Our government is run by egotistical, self-centered children who fail to recognize the wonderfully rich history of the nation and the promise of a future that we want to leave to our children in favor of their own infamy and power.   I’m somewhat surprised that I have yet to see someone on the floor of Congress kicking, screaming, and throwing their hands in the air when they don’t get their way -- the same way my three-year old does when he misses his afternoon nap, plays outside all day and it’s 9 p.m. on a Saturday night.  It’s probably only a matter of time.

On Facebook I would hope to see more mild-mannered, intelligently driven debate about the issues and fewer personal attacks against the key figures by people I know and respect.  Unfortunately I see more of the same extremist points of view and less of a desire to understand both sides of the issues.  I see people posting funny pics (yes, some of them are actually quite funny) and political gaffes (yes, some of these are simply frustrating and embarrassing), but rarely do I witness intelligent forwarding of the issues that matter most.  I have yet to make up my mind regarding all of the issues at hand, but my motivation is to ensure a strong future more so than ensure that “my team wins.” I honestly hear more intelligent debate regarding NFL issues from sports talk radio on my commutes back and forth than I do from any political discussion through the media.

Record set.
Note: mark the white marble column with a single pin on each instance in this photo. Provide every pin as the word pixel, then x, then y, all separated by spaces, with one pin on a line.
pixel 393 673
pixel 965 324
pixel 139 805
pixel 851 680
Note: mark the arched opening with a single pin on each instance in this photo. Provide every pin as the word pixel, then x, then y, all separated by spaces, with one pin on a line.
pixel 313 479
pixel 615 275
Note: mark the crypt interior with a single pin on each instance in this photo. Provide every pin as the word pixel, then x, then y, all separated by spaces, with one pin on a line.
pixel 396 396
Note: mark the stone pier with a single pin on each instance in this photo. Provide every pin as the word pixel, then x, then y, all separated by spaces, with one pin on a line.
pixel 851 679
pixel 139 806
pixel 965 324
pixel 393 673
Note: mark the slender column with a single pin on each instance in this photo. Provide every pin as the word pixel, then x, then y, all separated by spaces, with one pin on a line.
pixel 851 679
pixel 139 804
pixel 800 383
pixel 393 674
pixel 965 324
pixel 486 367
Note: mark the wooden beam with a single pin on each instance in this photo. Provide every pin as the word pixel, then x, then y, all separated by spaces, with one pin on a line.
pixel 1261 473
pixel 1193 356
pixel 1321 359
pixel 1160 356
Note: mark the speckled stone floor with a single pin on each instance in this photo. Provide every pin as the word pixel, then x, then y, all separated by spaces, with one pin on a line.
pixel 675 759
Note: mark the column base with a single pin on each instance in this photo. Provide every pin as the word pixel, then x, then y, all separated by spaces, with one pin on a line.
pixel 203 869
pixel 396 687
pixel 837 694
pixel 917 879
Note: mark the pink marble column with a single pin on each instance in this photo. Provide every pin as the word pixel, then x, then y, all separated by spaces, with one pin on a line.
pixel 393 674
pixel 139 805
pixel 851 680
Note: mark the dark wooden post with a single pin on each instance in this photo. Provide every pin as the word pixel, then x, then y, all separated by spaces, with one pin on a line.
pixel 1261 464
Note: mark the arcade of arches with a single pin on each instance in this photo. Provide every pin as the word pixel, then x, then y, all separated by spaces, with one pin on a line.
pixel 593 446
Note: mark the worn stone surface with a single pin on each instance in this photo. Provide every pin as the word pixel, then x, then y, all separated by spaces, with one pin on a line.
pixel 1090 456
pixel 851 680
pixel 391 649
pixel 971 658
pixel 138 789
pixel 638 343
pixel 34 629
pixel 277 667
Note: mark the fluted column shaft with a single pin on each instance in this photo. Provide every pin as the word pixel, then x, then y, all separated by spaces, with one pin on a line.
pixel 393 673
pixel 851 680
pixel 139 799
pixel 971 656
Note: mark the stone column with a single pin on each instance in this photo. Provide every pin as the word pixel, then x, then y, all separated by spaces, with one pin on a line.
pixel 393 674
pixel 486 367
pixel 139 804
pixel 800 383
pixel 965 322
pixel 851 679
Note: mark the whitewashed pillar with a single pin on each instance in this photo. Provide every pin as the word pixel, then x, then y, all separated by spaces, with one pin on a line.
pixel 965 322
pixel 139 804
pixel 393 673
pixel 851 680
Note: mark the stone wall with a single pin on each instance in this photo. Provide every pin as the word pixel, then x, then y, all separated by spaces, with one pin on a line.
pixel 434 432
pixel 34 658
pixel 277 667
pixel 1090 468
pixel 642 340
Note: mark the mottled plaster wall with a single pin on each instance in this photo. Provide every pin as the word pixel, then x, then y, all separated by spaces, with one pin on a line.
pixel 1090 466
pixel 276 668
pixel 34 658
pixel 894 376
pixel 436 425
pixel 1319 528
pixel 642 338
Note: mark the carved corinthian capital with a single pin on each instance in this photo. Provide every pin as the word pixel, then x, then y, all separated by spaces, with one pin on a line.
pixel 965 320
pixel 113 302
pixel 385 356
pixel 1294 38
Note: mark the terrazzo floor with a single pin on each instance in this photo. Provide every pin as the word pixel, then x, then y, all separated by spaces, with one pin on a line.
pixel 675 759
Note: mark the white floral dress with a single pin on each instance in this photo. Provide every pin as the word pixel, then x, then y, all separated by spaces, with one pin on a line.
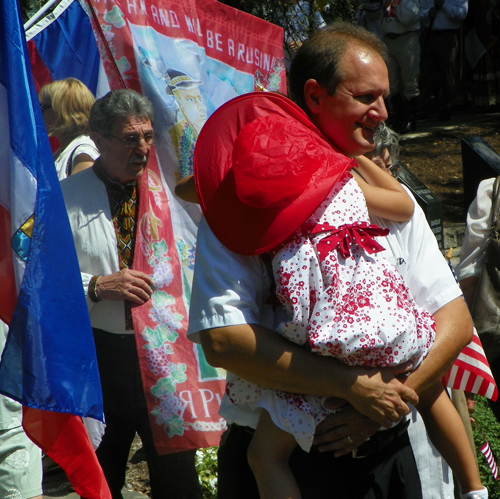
pixel 344 301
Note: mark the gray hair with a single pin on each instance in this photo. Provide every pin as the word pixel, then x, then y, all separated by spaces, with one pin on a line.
pixel 386 138
pixel 118 104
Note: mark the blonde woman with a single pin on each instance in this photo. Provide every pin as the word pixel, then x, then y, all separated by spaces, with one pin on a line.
pixel 66 107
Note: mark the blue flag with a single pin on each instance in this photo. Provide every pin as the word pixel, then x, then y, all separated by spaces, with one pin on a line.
pixel 49 359
pixel 66 44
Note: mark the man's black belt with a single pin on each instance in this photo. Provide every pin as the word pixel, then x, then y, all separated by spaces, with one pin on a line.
pixel 380 440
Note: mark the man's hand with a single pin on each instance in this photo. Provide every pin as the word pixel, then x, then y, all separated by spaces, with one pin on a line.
pixel 127 284
pixel 343 431
pixel 379 395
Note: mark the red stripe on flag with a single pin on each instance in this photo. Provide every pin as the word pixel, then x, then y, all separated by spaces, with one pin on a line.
pixel 471 371
pixel 8 291
pixel 490 458
pixel 63 438
pixel 41 75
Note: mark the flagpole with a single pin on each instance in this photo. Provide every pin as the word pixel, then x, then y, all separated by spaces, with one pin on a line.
pixel 39 14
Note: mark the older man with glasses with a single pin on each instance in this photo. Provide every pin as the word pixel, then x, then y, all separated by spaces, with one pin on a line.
pixel 102 204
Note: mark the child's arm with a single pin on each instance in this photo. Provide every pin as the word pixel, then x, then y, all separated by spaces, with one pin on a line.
pixel 384 195
pixel 186 190
pixel 447 433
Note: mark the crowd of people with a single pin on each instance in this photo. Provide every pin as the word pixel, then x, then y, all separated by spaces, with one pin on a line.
pixel 318 285
pixel 422 37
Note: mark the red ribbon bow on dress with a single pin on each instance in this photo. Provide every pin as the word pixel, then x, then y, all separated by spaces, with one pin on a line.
pixel 341 238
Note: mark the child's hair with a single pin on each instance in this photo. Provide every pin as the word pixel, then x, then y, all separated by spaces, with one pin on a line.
pixel 386 138
pixel 71 102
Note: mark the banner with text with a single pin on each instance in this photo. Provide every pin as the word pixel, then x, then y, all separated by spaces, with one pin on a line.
pixel 188 57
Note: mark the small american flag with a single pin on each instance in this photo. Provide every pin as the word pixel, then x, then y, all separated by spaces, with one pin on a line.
pixel 490 458
pixel 471 371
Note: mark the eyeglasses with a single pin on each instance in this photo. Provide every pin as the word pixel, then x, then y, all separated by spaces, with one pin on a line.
pixel 134 140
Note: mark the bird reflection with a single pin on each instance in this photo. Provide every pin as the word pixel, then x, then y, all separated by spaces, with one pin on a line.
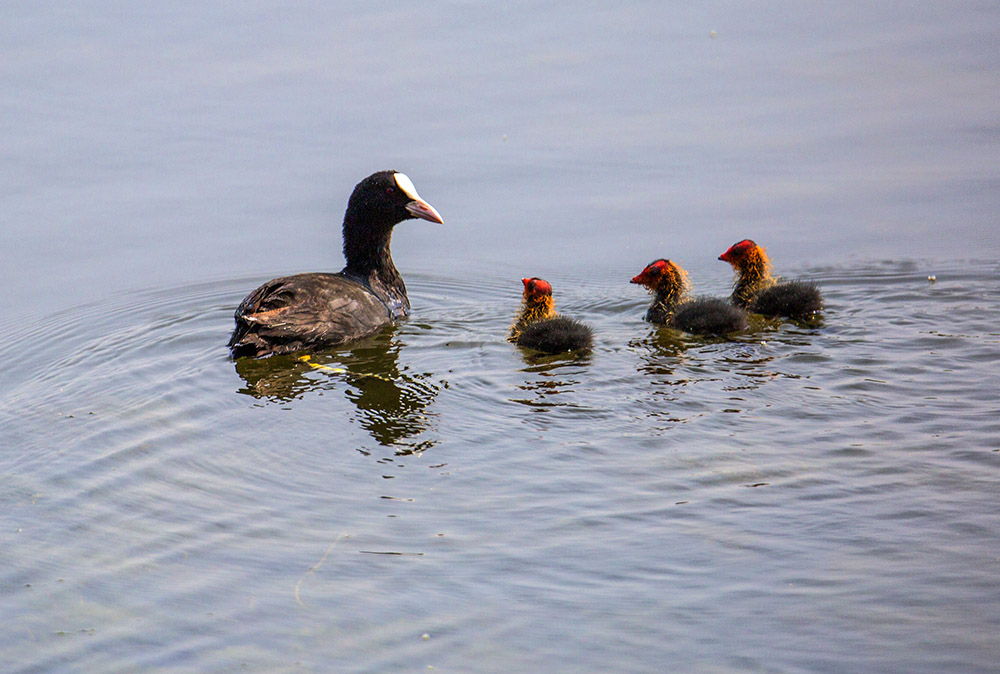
pixel 391 405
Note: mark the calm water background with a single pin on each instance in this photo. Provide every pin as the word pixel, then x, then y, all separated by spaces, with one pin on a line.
pixel 800 499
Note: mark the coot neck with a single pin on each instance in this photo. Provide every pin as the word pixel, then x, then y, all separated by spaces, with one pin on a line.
pixel 667 296
pixel 752 276
pixel 369 261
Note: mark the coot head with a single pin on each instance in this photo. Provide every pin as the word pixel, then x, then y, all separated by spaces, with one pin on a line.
pixel 740 251
pixel 536 288
pixel 387 198
pixel 661 274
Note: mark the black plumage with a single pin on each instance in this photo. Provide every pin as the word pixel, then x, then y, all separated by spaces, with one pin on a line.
pixel 756 289
pixel 555 335
pixel 709 316
pixel 668 282
pixel 303 311
pixel 794 299
pixel 539 327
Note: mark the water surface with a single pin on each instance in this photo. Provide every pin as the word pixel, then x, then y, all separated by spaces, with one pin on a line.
pixel 800 498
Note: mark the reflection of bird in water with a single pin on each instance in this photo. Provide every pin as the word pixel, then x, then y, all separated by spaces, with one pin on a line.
pixel 755 289
pixel 303 311
pixel 391 406
pixel 539 327
pixel 671 305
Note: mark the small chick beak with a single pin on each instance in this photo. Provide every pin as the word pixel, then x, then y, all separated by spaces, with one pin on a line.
pixel 419 208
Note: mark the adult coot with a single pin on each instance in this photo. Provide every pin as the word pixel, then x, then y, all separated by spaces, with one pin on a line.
pixel 298 312
pixel 539 327
pixel 757 290
pixel 668 283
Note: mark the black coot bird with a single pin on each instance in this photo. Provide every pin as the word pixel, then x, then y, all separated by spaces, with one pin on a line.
pixel 671 306
pixel 755 289
pixel 298 312
pixel 539 327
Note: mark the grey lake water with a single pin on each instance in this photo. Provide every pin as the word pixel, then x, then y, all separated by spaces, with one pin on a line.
pixel 800 498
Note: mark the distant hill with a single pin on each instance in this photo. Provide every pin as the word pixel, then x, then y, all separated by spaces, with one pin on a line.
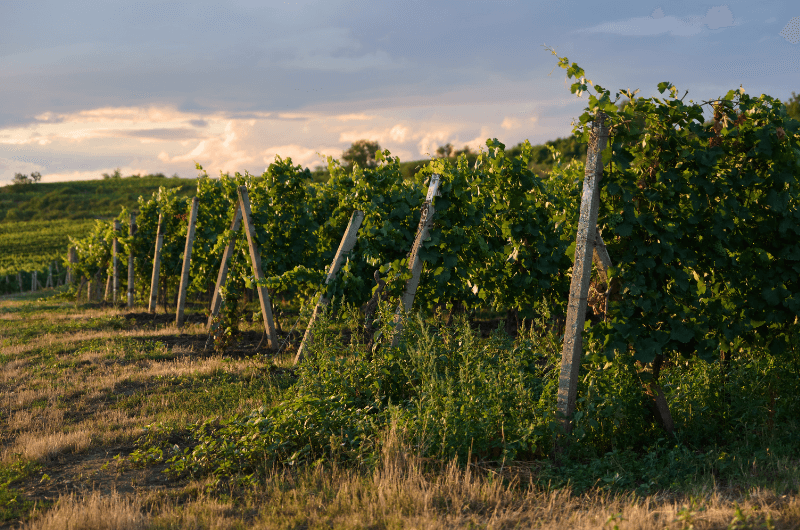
pixel 84 199
pixel 103 199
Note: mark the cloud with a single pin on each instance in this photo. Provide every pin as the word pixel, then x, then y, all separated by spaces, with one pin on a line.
pixel 332 49
pixel 791 31
pixel 224 151
pixel 299 154
pixel 510 123
pixel 182 133
pixel 782 64
pixel 658 23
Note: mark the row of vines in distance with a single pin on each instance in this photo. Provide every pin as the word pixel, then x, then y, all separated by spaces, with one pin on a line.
pixel 700 221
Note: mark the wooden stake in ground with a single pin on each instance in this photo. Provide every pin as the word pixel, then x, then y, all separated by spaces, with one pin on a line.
pixel 73 259
pixel 255 258
pixel 107 292
pixel 187 257
pixel 348 242
pixel 131 232
pixel 414 261
pixel 222 277
pixel 581 273
pixel 115 250
pixel 156 264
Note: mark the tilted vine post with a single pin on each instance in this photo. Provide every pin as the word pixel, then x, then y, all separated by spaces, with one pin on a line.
pixel 216 301
pixel 348 242
pixel 115 249
pixel 581 273
pixel 156 264
pixel 414 261
pixel 187 258
pixel 255 258
pixel 131 233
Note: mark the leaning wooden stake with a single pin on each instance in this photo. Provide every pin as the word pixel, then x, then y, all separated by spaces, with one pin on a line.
pixel 73 259
pixel 255 258
pixel 216 301
pixel 414 260
pixel 581 273
pixel 187 258
pixel 115 249
pixel 131 232
pixel 348 242
pixel 156 265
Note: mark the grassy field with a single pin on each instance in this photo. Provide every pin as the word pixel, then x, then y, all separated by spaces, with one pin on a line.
pixel 81 384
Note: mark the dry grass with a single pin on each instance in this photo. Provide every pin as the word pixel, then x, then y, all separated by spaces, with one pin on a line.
pixel 400 495
pixel 47 411
pixel 70 404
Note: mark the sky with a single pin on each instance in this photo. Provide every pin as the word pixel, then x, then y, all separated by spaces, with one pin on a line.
pixel 156 87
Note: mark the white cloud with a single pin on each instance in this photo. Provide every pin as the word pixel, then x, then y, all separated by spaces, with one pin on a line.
pixel 791 31
pixel 328 49
pixel 299 154
pixel 510 123
pixel 658 23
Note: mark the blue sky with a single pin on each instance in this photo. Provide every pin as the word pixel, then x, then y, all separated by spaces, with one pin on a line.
pixel 86 87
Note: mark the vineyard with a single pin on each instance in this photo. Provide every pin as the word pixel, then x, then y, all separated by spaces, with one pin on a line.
pixel 36 246
pixel 645 301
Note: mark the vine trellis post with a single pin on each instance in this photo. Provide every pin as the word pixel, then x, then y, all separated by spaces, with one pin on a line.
pixel 255 258
pixel 585 246
pixel 222 277
pixel 156 264
pixel 414 261
pixel 348 242
pixel 115 250
pixel 187 258
pixel 131 275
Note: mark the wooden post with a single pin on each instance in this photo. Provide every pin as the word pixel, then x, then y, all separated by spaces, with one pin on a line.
pixel 187 257
pixel 348 242
pixel 107 292
pixel 156 264
pixel 223 268
pixel 414 262
pixel 115 250
pixel 131 232
pixel 72 254
pixel 255 258
pixel 581 273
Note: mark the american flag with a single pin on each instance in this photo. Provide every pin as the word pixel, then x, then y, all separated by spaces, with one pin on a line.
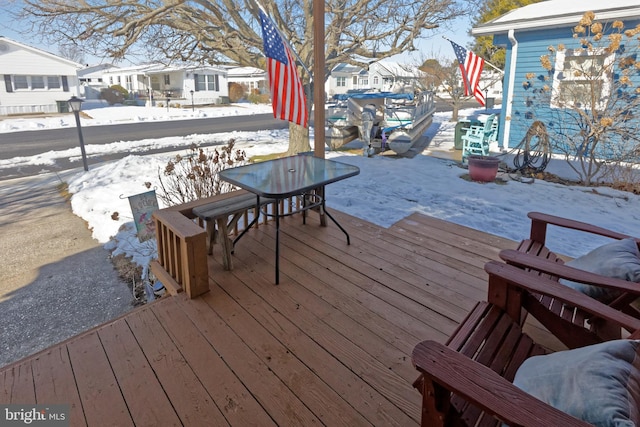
pixel 287 92
pixel 471 67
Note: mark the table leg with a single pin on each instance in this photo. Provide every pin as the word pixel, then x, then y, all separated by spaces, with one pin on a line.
pixel 256 217
pixel 336 222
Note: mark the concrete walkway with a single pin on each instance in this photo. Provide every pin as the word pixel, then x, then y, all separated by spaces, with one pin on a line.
pixel 55 279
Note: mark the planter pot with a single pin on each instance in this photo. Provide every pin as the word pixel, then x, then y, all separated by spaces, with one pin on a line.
pixel 483 168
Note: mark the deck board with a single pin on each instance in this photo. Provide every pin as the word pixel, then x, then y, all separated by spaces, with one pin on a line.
pixel 330 345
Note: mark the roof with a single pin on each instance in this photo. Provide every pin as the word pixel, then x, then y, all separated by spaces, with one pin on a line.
pixel 74 64
pixel 245 72
pixel 558 13
pixel 345 68
pixel 399 70
pixel 156 68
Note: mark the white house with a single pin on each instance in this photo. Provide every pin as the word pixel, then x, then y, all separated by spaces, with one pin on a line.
pixel 387 75
pixel 346 77
pixel 249 77
pixel 91 81
pixel 156 82
pixel 35 81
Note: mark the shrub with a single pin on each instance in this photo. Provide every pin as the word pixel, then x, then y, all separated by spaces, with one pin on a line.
pixel 195 176
pixel 590 106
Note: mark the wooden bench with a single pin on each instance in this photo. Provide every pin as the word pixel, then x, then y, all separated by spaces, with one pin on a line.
pixel 222 215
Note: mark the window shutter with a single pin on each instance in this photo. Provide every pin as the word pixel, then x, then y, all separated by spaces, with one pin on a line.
pixel 7 83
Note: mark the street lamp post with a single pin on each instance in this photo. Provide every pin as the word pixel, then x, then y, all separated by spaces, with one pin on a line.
pixel 75 104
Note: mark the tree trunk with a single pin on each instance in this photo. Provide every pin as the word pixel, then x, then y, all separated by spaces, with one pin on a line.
pixel 298 139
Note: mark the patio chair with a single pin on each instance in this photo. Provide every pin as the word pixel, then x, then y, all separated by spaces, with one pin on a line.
pixel 610 281
pixel 468 381
pixel 477 138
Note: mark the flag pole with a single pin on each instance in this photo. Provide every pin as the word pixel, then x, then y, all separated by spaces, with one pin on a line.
pixel 292 50
pixel 318 78
pixel 284 40
pixel 485 61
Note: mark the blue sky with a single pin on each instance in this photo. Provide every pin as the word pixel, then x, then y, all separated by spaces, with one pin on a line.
pixel 434 47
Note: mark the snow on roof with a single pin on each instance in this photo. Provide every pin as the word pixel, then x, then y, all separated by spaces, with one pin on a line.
pixel 245 71
pixel 400 70
pixel 4 39
pixel 156 68
pixel 558 13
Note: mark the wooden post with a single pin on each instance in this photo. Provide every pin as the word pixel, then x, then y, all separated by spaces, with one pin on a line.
pixel 318 77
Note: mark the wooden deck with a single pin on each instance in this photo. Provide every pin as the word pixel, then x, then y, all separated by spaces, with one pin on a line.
pixel 330 345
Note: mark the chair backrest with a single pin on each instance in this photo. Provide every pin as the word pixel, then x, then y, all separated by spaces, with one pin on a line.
pixel 488 125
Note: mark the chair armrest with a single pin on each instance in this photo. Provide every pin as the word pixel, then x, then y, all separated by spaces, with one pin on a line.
pixel 484 388
pixel 513 277
pixel 539 222
pixel 524 260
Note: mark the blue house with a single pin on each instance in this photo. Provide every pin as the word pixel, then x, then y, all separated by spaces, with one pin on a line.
pixel 527 34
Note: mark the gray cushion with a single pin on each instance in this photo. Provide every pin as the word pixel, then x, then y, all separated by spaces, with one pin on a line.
pixel 619 259
pixel 599 384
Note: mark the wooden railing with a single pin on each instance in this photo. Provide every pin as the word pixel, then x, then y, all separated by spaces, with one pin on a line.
pixel 182 244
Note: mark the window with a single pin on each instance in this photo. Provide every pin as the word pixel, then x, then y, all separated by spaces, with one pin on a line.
pixel 580 76
pixel 20 82
pixel 210 82
pixel 37 82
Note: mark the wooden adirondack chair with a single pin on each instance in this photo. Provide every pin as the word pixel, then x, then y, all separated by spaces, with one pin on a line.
pixel 468 381
pixel 565 322
pixel 476 140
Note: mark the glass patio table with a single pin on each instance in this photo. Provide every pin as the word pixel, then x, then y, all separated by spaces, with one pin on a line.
pixel 286 177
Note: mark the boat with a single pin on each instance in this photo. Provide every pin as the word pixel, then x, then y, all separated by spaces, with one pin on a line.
pixel 382 120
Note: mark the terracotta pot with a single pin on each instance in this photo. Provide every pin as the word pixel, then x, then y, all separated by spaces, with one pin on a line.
pixel 483 168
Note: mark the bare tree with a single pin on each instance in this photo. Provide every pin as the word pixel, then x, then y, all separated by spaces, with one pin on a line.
pixel 71 51
pixel 228 31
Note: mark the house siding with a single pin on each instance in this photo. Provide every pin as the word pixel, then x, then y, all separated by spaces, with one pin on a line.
pixel 18 60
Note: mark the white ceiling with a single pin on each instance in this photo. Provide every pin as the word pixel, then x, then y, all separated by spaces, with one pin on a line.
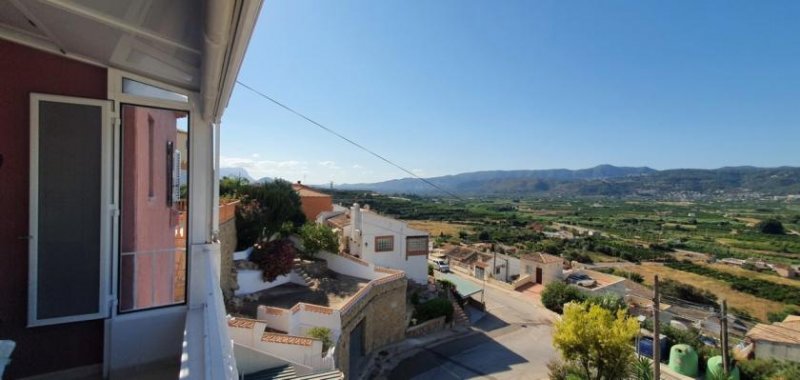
pixel 161 39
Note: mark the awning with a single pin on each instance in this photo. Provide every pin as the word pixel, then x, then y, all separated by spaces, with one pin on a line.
pixel 465 288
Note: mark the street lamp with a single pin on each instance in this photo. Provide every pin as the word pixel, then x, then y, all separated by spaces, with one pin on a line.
pixel 641 320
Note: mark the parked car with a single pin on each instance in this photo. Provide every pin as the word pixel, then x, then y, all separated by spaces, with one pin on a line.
pixel 581 279
pixel 440 265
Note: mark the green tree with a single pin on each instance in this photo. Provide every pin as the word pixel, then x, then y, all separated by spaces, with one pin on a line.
pixel 557 293
pixel 274 258
pixel 779 316
pixel 318 237
pixel 264 210
pixel 322 333
pixel 771 227
pixel 598 341
pixel 231 186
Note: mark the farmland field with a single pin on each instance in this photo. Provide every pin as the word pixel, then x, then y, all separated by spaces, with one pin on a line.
pixel 755 306
pixel 650 232
pixel 436 228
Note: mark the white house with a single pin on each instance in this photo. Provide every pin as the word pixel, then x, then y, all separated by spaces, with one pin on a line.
pixel 383 241
pixel 542 268
pixel 780 340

Problem 1. In the piece on political discourse, where does the writer hear more intelligent debate than from any political discussion through the media?
Problem 2. List the behaviors the piece on political discourse says the writer has yet to see from someone on the floor of Congress.

Exercise result 1. From sports talk radio about NFL issues, heard on commutes.

Exercise result 2.
- Kicking
- Screaming
- Throwing their hands in the air